EXERCISE TASK: Print the lines word for word, beginning at the line that contains "of the sunglasses" and stopping after the last line of the entries.

- - - - -

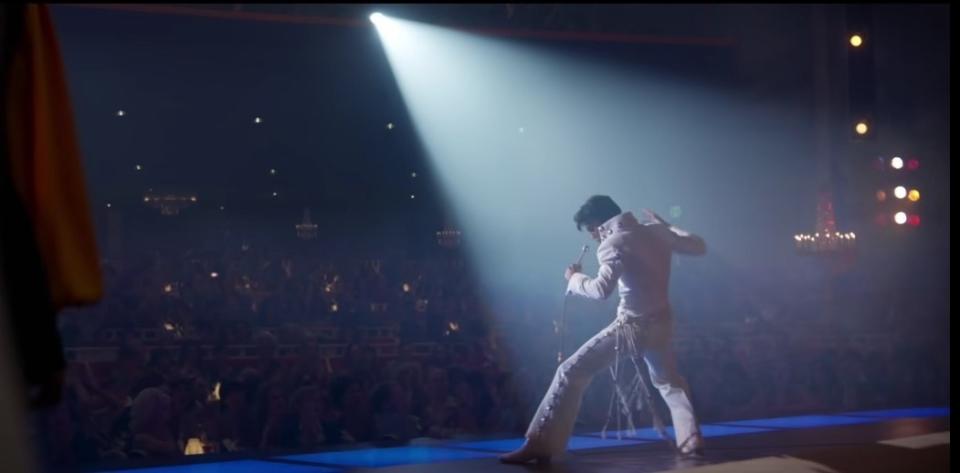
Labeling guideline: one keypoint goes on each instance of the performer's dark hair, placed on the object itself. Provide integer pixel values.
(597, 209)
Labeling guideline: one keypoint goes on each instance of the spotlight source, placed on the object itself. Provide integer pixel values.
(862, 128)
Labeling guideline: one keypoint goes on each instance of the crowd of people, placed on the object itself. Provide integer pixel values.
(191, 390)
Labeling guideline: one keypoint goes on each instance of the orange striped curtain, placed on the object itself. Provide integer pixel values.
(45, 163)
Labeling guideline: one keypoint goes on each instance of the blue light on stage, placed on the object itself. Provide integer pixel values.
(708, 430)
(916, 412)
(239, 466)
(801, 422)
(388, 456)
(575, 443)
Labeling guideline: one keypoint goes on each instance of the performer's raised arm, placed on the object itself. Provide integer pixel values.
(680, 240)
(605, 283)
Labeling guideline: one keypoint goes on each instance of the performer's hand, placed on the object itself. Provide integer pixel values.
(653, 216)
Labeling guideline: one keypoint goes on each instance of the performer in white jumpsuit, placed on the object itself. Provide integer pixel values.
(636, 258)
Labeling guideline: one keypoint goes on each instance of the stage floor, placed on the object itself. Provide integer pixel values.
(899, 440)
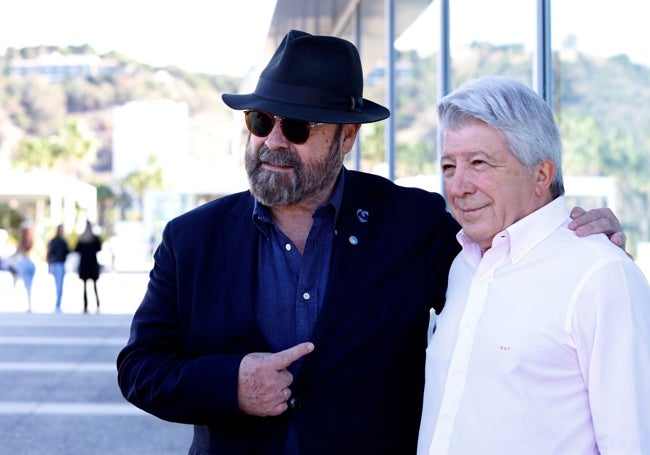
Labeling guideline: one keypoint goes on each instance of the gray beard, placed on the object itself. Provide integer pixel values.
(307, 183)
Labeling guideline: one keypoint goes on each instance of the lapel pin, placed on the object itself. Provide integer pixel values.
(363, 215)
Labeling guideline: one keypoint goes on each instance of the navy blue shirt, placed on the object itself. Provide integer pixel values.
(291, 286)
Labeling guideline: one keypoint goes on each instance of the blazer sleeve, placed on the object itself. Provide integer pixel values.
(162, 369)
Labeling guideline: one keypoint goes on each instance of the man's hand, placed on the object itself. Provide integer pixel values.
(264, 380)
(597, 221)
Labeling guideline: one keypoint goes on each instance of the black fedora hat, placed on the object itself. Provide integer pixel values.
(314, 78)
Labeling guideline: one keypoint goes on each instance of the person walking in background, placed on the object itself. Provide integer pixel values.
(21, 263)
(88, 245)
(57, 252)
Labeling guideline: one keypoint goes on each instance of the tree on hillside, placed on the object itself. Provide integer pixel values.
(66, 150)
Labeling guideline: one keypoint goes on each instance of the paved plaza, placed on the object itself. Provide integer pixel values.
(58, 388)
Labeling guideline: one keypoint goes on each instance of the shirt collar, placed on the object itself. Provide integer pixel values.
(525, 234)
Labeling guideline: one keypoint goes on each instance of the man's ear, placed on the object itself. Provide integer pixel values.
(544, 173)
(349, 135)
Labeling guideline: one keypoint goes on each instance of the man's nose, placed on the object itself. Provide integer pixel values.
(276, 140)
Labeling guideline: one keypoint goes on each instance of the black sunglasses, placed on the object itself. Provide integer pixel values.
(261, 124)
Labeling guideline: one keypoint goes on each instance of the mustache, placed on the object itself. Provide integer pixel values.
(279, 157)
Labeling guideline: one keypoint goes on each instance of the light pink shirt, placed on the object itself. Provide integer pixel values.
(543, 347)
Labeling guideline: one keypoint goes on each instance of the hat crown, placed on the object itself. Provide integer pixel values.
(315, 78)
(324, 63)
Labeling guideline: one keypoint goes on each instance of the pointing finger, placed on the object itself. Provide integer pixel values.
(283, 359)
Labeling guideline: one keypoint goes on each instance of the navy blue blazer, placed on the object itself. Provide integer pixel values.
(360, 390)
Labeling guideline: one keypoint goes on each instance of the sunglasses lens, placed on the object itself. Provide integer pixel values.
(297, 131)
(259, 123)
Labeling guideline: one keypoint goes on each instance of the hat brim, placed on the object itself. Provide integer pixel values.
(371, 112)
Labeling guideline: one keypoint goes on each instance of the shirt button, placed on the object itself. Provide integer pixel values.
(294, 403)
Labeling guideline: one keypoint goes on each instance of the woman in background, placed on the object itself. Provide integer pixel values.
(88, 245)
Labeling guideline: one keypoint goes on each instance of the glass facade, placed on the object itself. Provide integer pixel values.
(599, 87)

- - - - -

TASK RESULT:
Labeling guideline: one keypoint goes on each instance of the sunglasses lens, placed on the object itself. Provide integer pixel values.
(297, 131)
(259, 123)
Labeling guideline: one keypoint goes on each instance of the hat brim, placed on the object itself. Provide integer pixel values.
(371, 112)
Labeling guideline: one keypoint goes on each instance of the shirt button, placed on the object itself. Provide integer pixel values.
(294, 403)
Labeling guideline: one keypoint goes on each instance of the woman in background, placed on the object itself. Provide integer pixel values.
(88, 245)
Labeling guideline: one keypoint goes on each instance of the glass facade, placed on the object itself. Provide integer pixel values.
(599, 87)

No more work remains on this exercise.